P. Gonzague Chatillon (1985-1991) : « En 1985, à la demande du cardinal Lustiger, j’ai ouvert la première maison du séminaire de Paris à Saint-Denys-du-Saint-Sacrement, avec un jeune théologien, Jean-Pierre Batut, et un vieux salésien, René Gaudillière. Seule la maison Saint-Augustin, créée un an plus tôt, existait alors sous la responsabilité de Mgr Aumonier. Nous sommes arrivés dans une paroisse en grande difficulté où matériellement, il y avait tout à reprendre. Ainsi, nous avons remis au milieu du chœur l’autel qui avait été placé au pied des marches pour accueillir une assemblée dominicale très réduite. Avec les huit séminaristes rentrés plus tôt, nous avons nettoyé le presbytère pour pouvoir l’habiter. Les cours avaient lieu sur place cette première année. Sur le plan paroissial, il fallait tout réinventer ! La tâche était si lourde que j’ai fait une petite déprime. Or un soir, j’ai trouvé sous ma porte une lettre magnifique de saint François de Sale pour une personne en grand découragement. Je n’ai jamais su qui l’avait glissée là, mais j’y ai vu un signe manifeste de la grâce. Et j’ai repris courage. »
Propos recueillis par Sylvie H.
P. Daniel Ponsard (1991-1997) : « En 1991, j’ai rejoint la maison du séminaire en la paroisse Saint-Denys-du-Saint-Sacrement. J’ai succédé en tant que curé au père Gonzague Chatillon. C’était mon premier mandat de curé dans une paroisse. Après plusieurs nominations dans les 8e et 16e arrondissements, me retrouver au cœur du vieux Paris, dans un quartier marqué par le Sentier et une forte présence juive, fut une vraie nouveauté pastorale. La communauté catholique y était minoritaire, mais étonnamment soudée et chaleureuse. A noter, deux de mes vicaires de l’époque sont devenus évêques : Jérôme Beau et Olivier de Cagny.

ENREGISTREMENTS BRUTS:
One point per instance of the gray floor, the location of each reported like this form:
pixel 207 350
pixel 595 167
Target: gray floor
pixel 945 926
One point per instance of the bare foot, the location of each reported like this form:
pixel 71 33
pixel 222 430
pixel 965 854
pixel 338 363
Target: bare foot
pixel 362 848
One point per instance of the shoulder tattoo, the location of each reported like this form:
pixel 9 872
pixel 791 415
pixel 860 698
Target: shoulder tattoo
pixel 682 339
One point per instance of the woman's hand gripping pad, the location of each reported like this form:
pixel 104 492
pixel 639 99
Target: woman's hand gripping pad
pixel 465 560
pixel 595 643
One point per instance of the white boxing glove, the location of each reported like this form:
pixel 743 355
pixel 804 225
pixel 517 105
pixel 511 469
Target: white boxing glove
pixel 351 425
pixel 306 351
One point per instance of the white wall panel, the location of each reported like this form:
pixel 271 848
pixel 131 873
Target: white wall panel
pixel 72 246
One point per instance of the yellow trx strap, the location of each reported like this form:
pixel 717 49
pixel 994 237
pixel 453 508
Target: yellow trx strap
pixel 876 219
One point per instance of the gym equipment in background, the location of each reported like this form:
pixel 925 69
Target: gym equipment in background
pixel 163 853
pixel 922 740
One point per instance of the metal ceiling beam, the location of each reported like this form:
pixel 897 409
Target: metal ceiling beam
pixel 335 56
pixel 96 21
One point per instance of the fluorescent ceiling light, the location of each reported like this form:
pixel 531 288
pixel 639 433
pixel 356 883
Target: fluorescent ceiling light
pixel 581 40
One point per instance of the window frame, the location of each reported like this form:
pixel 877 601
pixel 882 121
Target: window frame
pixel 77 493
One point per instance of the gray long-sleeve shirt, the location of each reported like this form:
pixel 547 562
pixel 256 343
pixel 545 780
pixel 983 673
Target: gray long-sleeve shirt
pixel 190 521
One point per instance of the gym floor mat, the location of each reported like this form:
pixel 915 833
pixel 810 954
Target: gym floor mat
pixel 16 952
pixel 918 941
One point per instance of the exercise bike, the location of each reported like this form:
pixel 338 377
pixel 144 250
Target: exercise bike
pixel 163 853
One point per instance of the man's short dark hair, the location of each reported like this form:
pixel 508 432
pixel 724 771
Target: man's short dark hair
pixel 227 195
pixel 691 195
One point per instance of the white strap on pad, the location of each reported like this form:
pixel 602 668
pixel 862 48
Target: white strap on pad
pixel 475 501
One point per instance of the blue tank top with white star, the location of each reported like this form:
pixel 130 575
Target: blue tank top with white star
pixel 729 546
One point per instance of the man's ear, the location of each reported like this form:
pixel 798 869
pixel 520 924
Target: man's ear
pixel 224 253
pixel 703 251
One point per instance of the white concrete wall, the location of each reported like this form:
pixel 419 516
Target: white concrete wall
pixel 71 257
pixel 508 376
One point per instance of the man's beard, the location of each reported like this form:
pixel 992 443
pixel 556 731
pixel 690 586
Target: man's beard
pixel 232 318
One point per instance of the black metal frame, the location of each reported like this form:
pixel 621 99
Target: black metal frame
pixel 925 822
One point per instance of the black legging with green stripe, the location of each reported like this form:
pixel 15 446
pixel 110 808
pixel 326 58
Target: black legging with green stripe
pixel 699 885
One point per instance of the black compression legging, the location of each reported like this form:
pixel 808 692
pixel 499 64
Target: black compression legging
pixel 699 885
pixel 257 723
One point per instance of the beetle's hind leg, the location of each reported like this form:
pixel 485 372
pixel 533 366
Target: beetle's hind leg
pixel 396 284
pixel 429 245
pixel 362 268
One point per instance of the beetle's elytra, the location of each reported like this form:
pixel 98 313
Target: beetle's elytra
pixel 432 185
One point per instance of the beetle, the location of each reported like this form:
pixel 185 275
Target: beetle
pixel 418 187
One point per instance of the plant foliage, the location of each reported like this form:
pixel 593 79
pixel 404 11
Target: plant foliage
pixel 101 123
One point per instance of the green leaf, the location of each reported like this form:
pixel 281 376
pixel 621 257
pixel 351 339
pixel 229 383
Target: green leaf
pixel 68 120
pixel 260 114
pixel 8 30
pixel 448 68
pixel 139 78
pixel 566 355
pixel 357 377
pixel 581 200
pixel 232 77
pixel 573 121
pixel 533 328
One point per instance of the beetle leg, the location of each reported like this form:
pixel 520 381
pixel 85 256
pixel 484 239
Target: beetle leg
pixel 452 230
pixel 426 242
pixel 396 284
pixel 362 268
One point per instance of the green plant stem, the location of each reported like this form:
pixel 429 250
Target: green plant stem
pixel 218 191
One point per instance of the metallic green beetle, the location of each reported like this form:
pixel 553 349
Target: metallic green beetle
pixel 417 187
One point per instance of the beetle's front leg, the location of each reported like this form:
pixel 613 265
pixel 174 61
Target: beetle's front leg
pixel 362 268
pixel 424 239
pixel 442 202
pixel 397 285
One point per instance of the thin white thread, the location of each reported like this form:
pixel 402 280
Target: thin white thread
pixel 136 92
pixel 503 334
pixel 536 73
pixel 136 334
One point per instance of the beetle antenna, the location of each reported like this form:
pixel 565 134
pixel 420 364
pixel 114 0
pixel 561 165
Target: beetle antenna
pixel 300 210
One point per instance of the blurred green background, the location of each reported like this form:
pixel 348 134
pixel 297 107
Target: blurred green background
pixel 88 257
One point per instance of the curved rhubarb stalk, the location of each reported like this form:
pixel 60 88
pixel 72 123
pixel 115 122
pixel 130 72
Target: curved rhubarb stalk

CONSIGNES:
A - Réécrivez tout ce qui va de « P. Daniel Ponsard » jusqu'à « Olivier de Cagny. » dans le texte retenu, en substituant « collaborateurs » à « vicaires ».
B - Donnez seulement le nombre de lignes des enregistrements qui contiennent la chaîne « tattoo », en respectant la casse.

RÉPONSES PAR CONSIGNE:
A -
P. Daniel Ponsard (1991-1997) : « En 1991, j’ai rejoint la maison du séminaire en la paroisse Saint-Denys-du-Saint-Sacrement. J’ai succédé en tant que curé au père Gonzague Chatillon. C’était mon premier mandat de curé dans une paroisse. Après plusieurs nominations dans les 8e et 16e arrondissements, me retrouver au cœur du vieux Paris, dans un quartier marqué par le Sentier et une forte présence juive, fut une vraie nouveauté pastorale. La communauté catholique y était minoritaire, mais étonnamment soudée et chaleureuse. A noter, deux de mes collaborateurs de l’époque sont devenus évêques : Jérôme Beau et Olivier de Cagny.

B - 2